## Extract
------

The incidence of in-hospital clinical events and the results of univariate and multivariate analyses were shown in Tables 2–4. The multivariate analyses demonstrated that the incidence of ischemic stroke and blood transfusion were significantly different among the 4 subgroups in all patients (p = 0.001 and p<0.001, respectively), that the incidence of death and blood transfusion were significantly different among the 4 subgroups in non-AMI patients (p = 0.013 and p<0.001, respectively), and that the incidence of ischemic stroke and blood transfusion were significantly different among the 4 subgroups in AMI patients (p = 0.039 and p<0.001, respectively).
The results of multivariate analyses to compare the incidence of in-hospital adverse events between the 2 specific regimens with the clopidogrel/DOAC group as reference are described in Fig 2. Regarding the incidence of death, there was no significant difference, except for the significantly higher incidence in the prasugrel/VKA group (OR 3.586, 95% CI 1658–7.756) in non-AMI patients. In terms of myocardial infarction, the prasugrel/DOAC group had the significantly lowest incidence in all patients (OR 0.566, 95% CI 0.348–0.921) and in AMI patients (OR 0.520, 95% CI 0.296–0.913), but not in non-AMI patients, in comparison with the clopidogrel/DOAC group as reference. The incidence of ischemic stroke was significantly lower in the prasugrel/DOAC group only in all patients (OR 0.701, 95% CI 0.502–0.979), and significantly higher in the clopidogrel/VKA group in all patients (OR 1.680, 95% CI 1.273–2.216), in non-AMI patients (OR 1.556, 95% CI 1.097–2.207), and in AMI patients (OR 1.637, 95% CI 1.064–2.519), compared with the clopidogrel/DOAC group. The incidence of GI bleeding was not significantly different between the 2 specific regimens in comparison with the clopidogrel/DOAC group as reference. Need for blood transfusion was less frequent in the prasugrel/DOAC group in all patients (OR 0.729, 95% CI 0.598–0.890) and in non-AMI patients (OR 0.548, 95% CI 0.372–0.805). In addition, it was more frequently performed in the clopidogrel/VKA groups in all patients (OR 1.424, 95% CI 1.187–1.708) and in non-AMI patients (OR 1.652, 95% CI 1.250–2.183), and in the prasugrel/VKA group in all patients (OR 1.633, 95% CI 1.367–1.950), in non-AMI patients (OR 1.943, 95% CI 1.411–2.676), and in AMI patients (OR 1.549, 95% CI 1.239–1.937).
The incidence of in-hospital adverse events, including death, myocardial infarction, ischemic stroke, gastrointestinal bleeding, and blood transfusion, was compared between the 2 specific regimens with the clopidogrel/DOAC group as reference in all patients, AMI patients, and non-AMI patients. AMI: acute myocardial infarction, DOAC: direct oral anticoagulant, VKA: vitamin K antagonist.
Discussion
This large-scale cohort study investigated the impact of combination of triple antithrombotic therapy on in-hospital clinical outcomes in ischemic heart disease patients undergoing PCI. Overall, the primary outcome of in-hospital death was similarly observed among the 4 subgroups stratified by the combination of a P2Y12 inhibitor (clopidogrel and prasugrel) and OAC (DOAC and VKA). The prasugrel/DOAC group demonstrated a lower rate of myocardial infarction, ischemic stroke, and blood transfusion in comparison with the clopidogrel/DOAC group as reference. The VKA groups showed a consistently higher rate of blood transfusion compared with the DOAC groups. Low-dose prasugrel and DOAC may be a balanced combination as part of triple therapy in patients requiring PCI and anticoagulation therapy.

------

## Extracted material
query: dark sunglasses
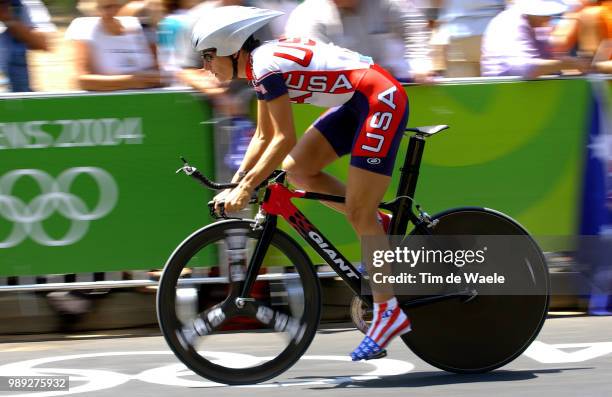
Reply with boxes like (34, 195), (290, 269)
(201, 51), (216, 63)
(100, 4), (121, 10)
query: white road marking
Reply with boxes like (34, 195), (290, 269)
(523, 341), (612, 364)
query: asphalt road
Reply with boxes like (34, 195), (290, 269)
(0, 317), (612, 397)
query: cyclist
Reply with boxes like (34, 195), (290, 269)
(192, 6), (411, 360)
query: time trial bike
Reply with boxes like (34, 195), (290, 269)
(157, 125), (550, 385)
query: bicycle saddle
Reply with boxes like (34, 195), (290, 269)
(406, 124), (450, 138)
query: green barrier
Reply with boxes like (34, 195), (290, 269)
(293, 80), (590, 261)
(0, 92), (214, 276)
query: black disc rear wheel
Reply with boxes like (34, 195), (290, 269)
(402, 208), (550, 373)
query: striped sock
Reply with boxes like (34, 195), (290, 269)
(351, 298), (412, 361)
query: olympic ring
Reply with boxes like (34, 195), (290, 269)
(0, 167), (119, 248)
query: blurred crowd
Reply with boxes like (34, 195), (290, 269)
(0, 0), (612, 93)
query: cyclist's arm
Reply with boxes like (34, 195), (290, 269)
(240, 94), (297, 191)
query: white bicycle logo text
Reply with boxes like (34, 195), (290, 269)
(0, 167), (119, 248)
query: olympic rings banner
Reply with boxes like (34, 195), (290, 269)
(0, 92), (214, 276)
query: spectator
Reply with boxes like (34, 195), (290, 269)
(66, 0), (161, 91)
(117, 0), (164, 54)
(439, 0), (505, 77)
(481, 0), (590, 78)
(0, 0), (55, 92)
(285, 0), (433, 82)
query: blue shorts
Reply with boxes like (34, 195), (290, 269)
(314, 67), (409, 176)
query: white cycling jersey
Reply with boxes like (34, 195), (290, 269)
(247, 39), (373, 107)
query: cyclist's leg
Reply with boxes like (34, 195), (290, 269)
(282, 126), (346, 212)
(283, 105), (359, 213)
(347, 66), (411, 360)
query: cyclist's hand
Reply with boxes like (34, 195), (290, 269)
(225, 185), (253, 212)
(212, 189), (232, 214)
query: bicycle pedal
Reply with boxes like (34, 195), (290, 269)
(365, 349), (387, 361)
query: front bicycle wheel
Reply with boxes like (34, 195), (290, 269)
(402, 208), (550, 373)
(157, 220), (321, 385)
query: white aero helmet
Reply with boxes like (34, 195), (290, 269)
(191, 6), (283, 57)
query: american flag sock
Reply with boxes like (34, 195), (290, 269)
(351, 298), (412, 361)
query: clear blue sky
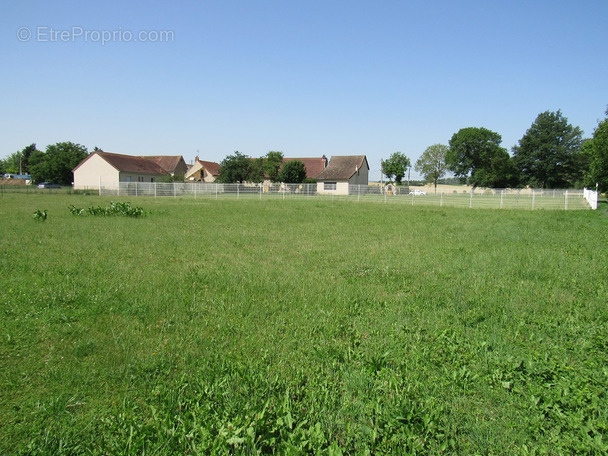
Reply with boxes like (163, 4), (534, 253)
(0, 0), (608, 180)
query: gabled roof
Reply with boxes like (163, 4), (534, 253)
(317, 155), (369, 180)
(72, 151), (169, 175)
(283, 155), (327, 179)
(142, 155), (186, 173)
(197, 160), (221, 177)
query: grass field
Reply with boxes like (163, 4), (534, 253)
(0, 194), (608, 455)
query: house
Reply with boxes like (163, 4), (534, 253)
(142, 155), (188, 176)
(283, 155), (327, 179)
(72, 150), (187, 189)
(186, 157), (220, 182)
(317, 155), (369, 195)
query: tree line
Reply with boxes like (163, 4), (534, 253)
(0, 142), (89, 185)
(0, 109), (608, 192)
(216, 150), (314, 184)
(381, 109), (608, 192)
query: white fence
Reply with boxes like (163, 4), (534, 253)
(583, 188), (598, 210)
(83, 182), (597, 210)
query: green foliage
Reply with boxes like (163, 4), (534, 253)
(381, 152), (411, 185)
(264, 150), (283, 182)
(277, 160), (306, 184)
(513, 111), (585, 188)
(0, 144), (36, 174)
(216, 150), (251, 184)
(34, 209), (47, 222)
(446, 127), (516, 188)
(415, 144), (449, 188)
(29, 142), (88, 185)
(584, 110), (608, 192)
(68, 201), (146, 218)
(247, 158), (264, 183)
(0, 194), (608, 455)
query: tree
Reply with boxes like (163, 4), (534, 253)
(277, 160), (306, 184)
(414, 144), (449, 192)
(380, 152), (411, 185)
(513, 111), (585, 188)
(29, 142), (89, 185)
(4, 143), (36, 174)
(216, 150), (251, 184)
(584, 109), (608, 193)
(264, 150), (283, 182)
(446, 127), (516, 188)
(246, 157), (265, 182)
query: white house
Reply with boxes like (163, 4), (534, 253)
(72, 151), (188, 189)
(317, 155), (369, 195)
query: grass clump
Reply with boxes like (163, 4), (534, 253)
(0, 195), (608, 455)
(68, 201), (145, 217)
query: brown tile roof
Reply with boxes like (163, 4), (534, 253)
(317, 155), (369, 180)
(197, 159), (221, 177)
(142, 155), (183, 173)
(74, 151), (169, 175)
(283, 156), (327, 179)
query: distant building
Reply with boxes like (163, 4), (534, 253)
(72, 151), (188, 189)
(283, 155), (327, 179)
(186, 156), (220, 182)
(317, 155), (369, 195)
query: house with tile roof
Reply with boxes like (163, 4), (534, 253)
(283, 155), (327, 179)
(317, 155), (369, 195)
(186, 156), (220, 182)
(72, 150), (188, 189)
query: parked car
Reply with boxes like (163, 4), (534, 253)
(38, 182), (61, 188)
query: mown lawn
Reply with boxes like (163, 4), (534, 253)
(0, 195), (608, 455)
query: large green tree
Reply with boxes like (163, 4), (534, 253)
(380, 152), (411, 185)
(414, 144), (449, 191)
(513, 110), (585, 188)
(3, 143), (36, 174)
(217, 150), (251, 184)
(584, 109), (608, 192)
(263, 150), (283, 182)
(29, 141), (89, 185)
(277, 160), (306, 184)
(446, 127), (515, 187)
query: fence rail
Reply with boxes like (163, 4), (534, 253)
(583, 188), (598, 210)
(70, 182), (597, 210)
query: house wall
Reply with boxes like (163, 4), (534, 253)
(350, 166), (369, 185)
(186, 163), (215, 182)
(74, 155), (119, 189)
(201, 168), (215, 182)
(317, 179), (349, 195)
(173, 158), (188, 175)
(119, 171), (160, 183)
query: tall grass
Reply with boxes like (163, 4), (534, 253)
(0, 195), (608, 454)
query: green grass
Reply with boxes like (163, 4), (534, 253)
(0, 194), (608, 455)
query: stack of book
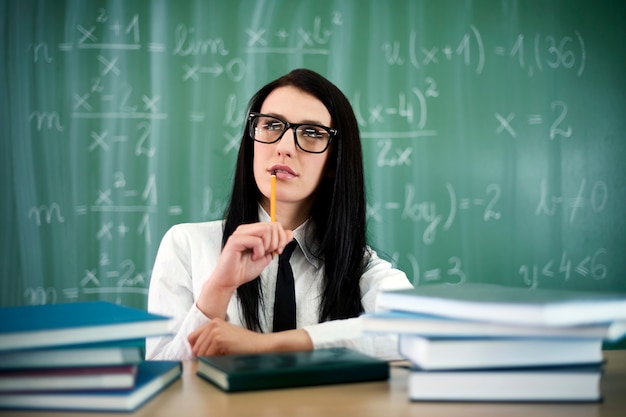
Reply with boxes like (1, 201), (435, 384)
(0, 301), (182, 411)
(362, 283), (626, 401)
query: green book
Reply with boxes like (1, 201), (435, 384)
(197, 348), (389, 392)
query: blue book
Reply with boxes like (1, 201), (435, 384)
(0, 361), (182, 412)
(0, 301), (171, 352)
(0, 339), (145, 371)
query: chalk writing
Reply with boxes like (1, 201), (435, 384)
(392, 253), (467, 285)
(367, 183), (502, 245)
(518, 248), (608, 288)
(535, 178), (609, 224)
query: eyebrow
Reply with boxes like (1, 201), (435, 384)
(261, 112), (332, 126)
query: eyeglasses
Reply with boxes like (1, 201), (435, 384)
(248, 113), (337, 153)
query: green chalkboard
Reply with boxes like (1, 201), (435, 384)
(0, 0), (626, 306)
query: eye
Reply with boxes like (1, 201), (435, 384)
(263, 120), (283, 131)
(298, 126), (327, 139)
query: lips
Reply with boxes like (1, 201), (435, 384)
(269, 165), (297, 179)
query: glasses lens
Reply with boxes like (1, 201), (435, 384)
(296, 125), (330, 152)
(251, 116), (285, 143)
(250, 114), (332, 153)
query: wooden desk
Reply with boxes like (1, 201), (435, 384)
(0, 350), (626, 417)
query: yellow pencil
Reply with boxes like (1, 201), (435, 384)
(270, 175), (276, 222)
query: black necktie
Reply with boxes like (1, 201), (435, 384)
(274, 240), (298, 332)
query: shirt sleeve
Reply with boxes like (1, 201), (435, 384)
(146, 226), (209, 360)
(304, 251), (412, 360)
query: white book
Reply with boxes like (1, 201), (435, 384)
(399, 335), (603, 370)
(0, 361), (182, 412)
(407, 366), (602, 402)
(361, 311), (608, 339)
(376, 283), (626, 326)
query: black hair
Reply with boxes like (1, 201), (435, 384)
(222, 69), (367, 331)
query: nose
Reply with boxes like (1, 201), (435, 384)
(276, 127), (297, 156)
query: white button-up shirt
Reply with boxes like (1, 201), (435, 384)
(146, 209), (411, 360)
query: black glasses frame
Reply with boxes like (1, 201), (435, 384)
(248, 112), (338, 153)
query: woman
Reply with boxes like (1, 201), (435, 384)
(146, 69), (411, 360)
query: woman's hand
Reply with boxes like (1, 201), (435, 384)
(196, 222), (293, 319)
(187, 319), (313, 356)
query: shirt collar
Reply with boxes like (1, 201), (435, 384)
(259, 204), (323, 269)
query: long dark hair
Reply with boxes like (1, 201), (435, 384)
(222, 69), (367, 331)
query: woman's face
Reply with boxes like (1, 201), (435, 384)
(253, 86), (332, 221)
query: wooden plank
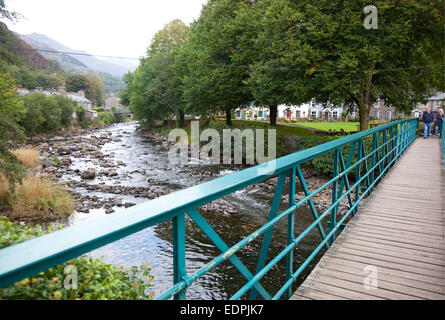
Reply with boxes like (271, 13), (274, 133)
(296, 139), (445, 300)
(291, 288), (347, 300)
(325, 249), (444, 281)
(306, 269), (424, 300)
(316, 260), (445, 299)
(350, 228), (444, 252)
(343, 237), (445, 266)
(317, 256), (445, 295)
(336, 239), (445, 267)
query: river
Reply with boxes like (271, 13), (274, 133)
(60, 122), (326, 300)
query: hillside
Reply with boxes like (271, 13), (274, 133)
(23, 33), (136, 77)
(16, 34), (93, 74)
(0, 22), (56, 73)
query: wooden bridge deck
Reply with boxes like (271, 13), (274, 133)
(292, 139), (445, 300)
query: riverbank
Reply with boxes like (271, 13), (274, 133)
(0, 123), (354, 299)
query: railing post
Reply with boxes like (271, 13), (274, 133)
(286, 167), (296, 300)
(328, 148), (341, 245)
(172, 213), (187, 300)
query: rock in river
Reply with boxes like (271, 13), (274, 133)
(81, 168), (96, 180)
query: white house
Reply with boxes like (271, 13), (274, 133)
(278, 101), (343, 121)
(235, 105), (269, 120)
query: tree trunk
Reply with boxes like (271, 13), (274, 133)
(226, 110), (232, 126)
(269, 105), (278, 126)
(179, 109), (185, 128)
(359, 104), (372, 131)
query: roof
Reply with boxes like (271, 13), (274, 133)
(66, 94), (91, 103)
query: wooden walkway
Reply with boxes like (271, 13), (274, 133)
(291, 138), (445, 300)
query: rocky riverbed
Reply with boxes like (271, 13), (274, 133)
(21, 121), (347, 219)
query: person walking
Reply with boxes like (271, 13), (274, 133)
(422, 107), (434, 139)
(434, 108), (445, 137)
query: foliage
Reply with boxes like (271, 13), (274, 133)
(126, 20), (189, 126)
(0, 217), (152, 300)
(85, 73), (105, 106)
(8, 175), (75, 220)
(0, 73), (26, 143)
(65, 74), (88, 92)
(97, 111), (115, 124)
(19, 93), (76, 135)
(0, 73), (26, 190)
(177, 0), (253, 125)
(253, 0), (445, 130)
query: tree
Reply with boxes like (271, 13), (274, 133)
(179, 0), (253, 125)
(48, 94), (76, 128)
(65, 74), (89, 92)
(0, 0), (21, 21)
(85, 73), (105, 106)
(0, 73), (26, 190)
(252, 0), (445, 130)
(0, 73), (26, 143)
(128, 20), (190, 126)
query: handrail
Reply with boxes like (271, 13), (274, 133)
(440, 119), (445, 165)
(0, 119), (418, 299)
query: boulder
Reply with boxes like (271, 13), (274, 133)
(81, 168), (96, 180)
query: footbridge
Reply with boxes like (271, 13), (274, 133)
(0, 119), (445, 300)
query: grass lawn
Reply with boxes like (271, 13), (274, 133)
(232, 120), (316, 137)
(290, 121), (382, 132)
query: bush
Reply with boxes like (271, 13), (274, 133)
(12, 148), (40, 168)
(97, 112), (114, 124)
(0, 217), (152, 300)
(8, 176), (75, 219)
(297, 136), (372, 179)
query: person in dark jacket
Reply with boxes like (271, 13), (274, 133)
(422, 107), (434, 139)
(434, 108), (445, 137)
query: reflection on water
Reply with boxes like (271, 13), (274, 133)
(68, 123), (326, 299)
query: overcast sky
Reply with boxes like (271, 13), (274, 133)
(3, 0), (207, 58)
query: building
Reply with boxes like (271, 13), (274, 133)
(278, 101), (343, 121)
(370, 99), (396, 121)
(105, 92), (128, 112)
(411, 92), (445, 118)
(235, 104), (269, 120)
(65, 91), (93, 111)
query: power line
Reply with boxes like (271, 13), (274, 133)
(11, 48), (440, 73)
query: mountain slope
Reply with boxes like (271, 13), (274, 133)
(16, 34), (92, 74)
(24, 33), (133, 77)
(0, 22), (55, 72)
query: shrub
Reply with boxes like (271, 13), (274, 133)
(8, 176), (75, 219)
(97, 112), (114, 124)
(0, 217), (152, 300)
(12, 148), (40, 168)
(0, 172), (10, 204)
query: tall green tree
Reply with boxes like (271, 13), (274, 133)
(65, 74), (89, 92)
(179, 0), (253, 125)
(0, 73), (26, 190)
(0, 73), (26, 143)
(255, 0), (445, 130)
(128, 20), (190, 126)
(85, 73), (105, 106)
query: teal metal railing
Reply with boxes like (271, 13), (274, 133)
(440, 119), (445, 165)
(0, 119), (417, 299)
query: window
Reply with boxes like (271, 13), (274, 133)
(374, 110), (379, 119)
(311, 110), (317, 119)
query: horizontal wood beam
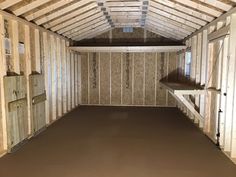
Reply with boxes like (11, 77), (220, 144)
(69, 45), (186, 52)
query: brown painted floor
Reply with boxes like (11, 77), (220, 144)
(0, 107), (236, 177)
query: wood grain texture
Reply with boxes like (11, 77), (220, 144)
(168, 52), (177, 106)
(111, 53), (121, 105)
(89, 53), (99, 104)
(30, 75), (46, 133)
(81, 53), (88, 104)
(145, 53), (156, 106)
(156, 53), (167, 106)
(122, 53), (133, 105)
(133, 53), (144, 105)
(4, 76), (29, 148)
(100, 53), (110, 104)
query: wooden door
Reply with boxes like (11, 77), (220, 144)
(4, 76), (28, 150)
(30, 74), (46, 133)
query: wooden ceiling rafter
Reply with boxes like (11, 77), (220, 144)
(0, 0), (236, 40)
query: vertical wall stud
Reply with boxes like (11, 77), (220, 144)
(11, 20), (20, 75)
(0, 15), (7, 150)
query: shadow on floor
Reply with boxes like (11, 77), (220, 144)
(0, 107), (236, 177)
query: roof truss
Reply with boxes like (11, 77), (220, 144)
(0, 0), (233, 40)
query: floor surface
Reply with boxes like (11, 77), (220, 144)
(0, 107), (236, 177)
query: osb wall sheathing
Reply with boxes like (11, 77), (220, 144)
(111, 53), (121, 105)
(0, 88), (4, 153)
(145, 53), (156, 105)
(207, 42), (221, 138)
(100, 53), (111, 105)
(81, 53), (88, 104)
(122, 53), (134, 105)
(156, 53), (169, 106)
(89, 53), (99, 104)
(78, 28), (178, 45)
(81, 52), (177, 106)
(133, 53), (144, 105)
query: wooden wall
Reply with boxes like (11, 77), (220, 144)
(0, 12), (81, 155)
(81, 52), (177, 106)
(178, 13), (236, 162)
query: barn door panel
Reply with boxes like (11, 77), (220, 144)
(30, 74), (46, 133)
(4, 76), (28, 149)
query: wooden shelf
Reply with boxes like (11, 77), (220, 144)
(160, 81), (206, 95)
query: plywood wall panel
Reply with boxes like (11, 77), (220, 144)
(133, 53), (144, 105)
(111, 53), (121, 105)
(156, 53), (168, 106)
(89, 53), (99, 104)
(145, 53), (156, 105)
(81, 52), (177, 106)
(81, 53), (88, 104)
(168, 52), (177, 106)
(122, 53), (133, 105)
(100, 53), (110, 104)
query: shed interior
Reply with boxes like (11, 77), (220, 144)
(0, 0), (236, 177)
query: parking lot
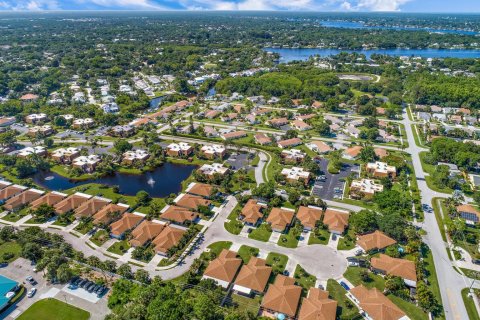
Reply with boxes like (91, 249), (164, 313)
(0, 258), (108, 320)
(312, 159), (359, 200)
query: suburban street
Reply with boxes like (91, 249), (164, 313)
(402, 109), (472, 320)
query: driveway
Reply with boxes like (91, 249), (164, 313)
(312, 159), (359, 200)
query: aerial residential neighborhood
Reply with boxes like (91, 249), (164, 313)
(0, 5), (480, 320)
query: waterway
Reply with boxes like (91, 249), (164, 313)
(32, 162), (197, 198)
(264, 48), (480, 62)
(320, 20), (478, 36)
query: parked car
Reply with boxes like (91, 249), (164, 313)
(27, 288), (37, 298)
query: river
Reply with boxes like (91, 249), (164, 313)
(319, 20), (478, 36)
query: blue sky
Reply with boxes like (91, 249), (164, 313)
(0, 0), (480, 13)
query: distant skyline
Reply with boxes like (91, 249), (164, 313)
(0, 0), (480, 13)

------

## What the task asks
In the antithrombotic therapy study, copy the passage from "The incidence of in-hospital adverse events, including" to "vitamin K antagonist.", putting "GI bleeding" in place of "gastrointestinal bleeding".

## Reply
The incidence of in-hospital adverse events, including death, myocardial infarction, ischemic stroke, GI bleeding, and blood transfusion, was compared between the 2 specific regimens with the clopidogrel/DOAC group as reference in all patients, AMI patients, and non-AMI patients. AMI: acute myocardial infarction, DOAC: direct oral anticoagulant, VKA: vitamin K antagonist.